■ Extracted text
# # #

OpenAI looking to develop own AI chips, considering acquisition
OpenAI, the maker of Artificial Intelligence chatbot ChatGPT, is looking to develop its own AI chips and has even considered acquiring another company for this purpose, a media report said on Friday.
San Francisco, Oct 06 (IANS) OpenAI, the maker of Artificial Intelligence chatbot ChatGPT, is looking to develop its own AI chips and has even considered acquiring another company for this purpose, a media report said on Friday.
OpenAI has been discussing various options to address the shortage of expensive AI chips it relies on, but no final decision has been made, according to Reuters, citing sources.
These options have included developing its own AI chip, collaborating more closely with other chip makers, including Nvidia and also diversifying its suppliers beyond Nvidia.
OpenAI CEO Sam Altman, who has made acquiring more AI processors a primary priority for the company, is one of the main driving forces behind this decision.
He has raised concerns about the restricted availability and expensive costs of the hardware required to power OpenAI's software, the report said.
OpenAI has been developing its generative AI capabilities on a Microsoft-built supercomputer that employs thousands of Nvidia GPUs.
The cost of running ChatGPT is prohibitively high for the company. According to an analysis from Bernstein analyst Stacy Rasgon, each enquiry costs about 4 US cents. If ChatGPT queries grew to a tenth the size of Google searches, it would require about $48.1 billion in GPUs initially and around $16 billion in chips per year to remain functioning.
Meanwhile, OpenAI is reportedly raising funds at a valuation of $80-$90 billion via the sale of existing shares. According to The Wall Street Journal, the ChatGPT developer is “talking to investors about a share sale” that would value the company between $80 billion to $90 billion, “roughly triple its level earlier this year”.
In April, OpenAI closed a more than $300 million share sale at a valuation of $29 billion.

# # #

(Free-text object descriptions)
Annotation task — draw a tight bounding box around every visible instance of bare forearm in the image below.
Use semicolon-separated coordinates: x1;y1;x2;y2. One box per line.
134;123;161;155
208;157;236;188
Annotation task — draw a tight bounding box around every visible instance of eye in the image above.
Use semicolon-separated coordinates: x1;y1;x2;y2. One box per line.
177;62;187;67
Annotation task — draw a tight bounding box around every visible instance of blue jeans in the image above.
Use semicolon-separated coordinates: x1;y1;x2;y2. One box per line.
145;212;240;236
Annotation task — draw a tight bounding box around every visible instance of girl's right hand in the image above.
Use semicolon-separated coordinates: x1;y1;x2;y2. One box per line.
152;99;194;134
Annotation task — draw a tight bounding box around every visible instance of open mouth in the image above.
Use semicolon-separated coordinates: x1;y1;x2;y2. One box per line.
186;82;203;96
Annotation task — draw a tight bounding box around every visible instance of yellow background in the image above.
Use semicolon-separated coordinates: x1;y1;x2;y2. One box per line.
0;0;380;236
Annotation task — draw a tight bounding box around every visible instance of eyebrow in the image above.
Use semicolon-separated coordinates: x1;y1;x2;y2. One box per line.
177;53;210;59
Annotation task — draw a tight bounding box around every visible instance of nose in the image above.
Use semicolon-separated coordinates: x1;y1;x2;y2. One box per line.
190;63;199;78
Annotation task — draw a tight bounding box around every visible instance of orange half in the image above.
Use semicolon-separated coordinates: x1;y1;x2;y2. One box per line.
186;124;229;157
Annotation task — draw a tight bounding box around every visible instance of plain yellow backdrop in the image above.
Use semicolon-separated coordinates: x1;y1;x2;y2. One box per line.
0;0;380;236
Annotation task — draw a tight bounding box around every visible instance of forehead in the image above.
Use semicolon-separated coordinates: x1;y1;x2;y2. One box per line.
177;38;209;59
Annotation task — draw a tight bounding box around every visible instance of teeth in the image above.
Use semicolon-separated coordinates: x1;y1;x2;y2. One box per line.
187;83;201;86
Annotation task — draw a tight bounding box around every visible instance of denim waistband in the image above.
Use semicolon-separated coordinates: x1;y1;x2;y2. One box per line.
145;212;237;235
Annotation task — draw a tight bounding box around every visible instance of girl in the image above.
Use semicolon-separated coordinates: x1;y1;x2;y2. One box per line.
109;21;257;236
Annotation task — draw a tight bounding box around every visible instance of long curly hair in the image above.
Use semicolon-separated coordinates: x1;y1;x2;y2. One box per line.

# # #

■ Assignment
Type out, word for word, the portion of the OpenAI chip article that begins with "OpenAI has been discussing" and ends with "behind this decision.".

■ Response
OpenAI has been discussing various options to address the shortage of expensive AI chips it relies on, but no final decision has been made, according to Reuters, citing sources.
These options have included developing its own AI chip, collaborating more closely with other chip makers, including Nvidia and also diversifying its suppliers beyond Nvidia.
OpenAI CEO Sam Altman, who has made acquiring more AI processors a primary priority for the company, is one of the main driving forces behind this decision.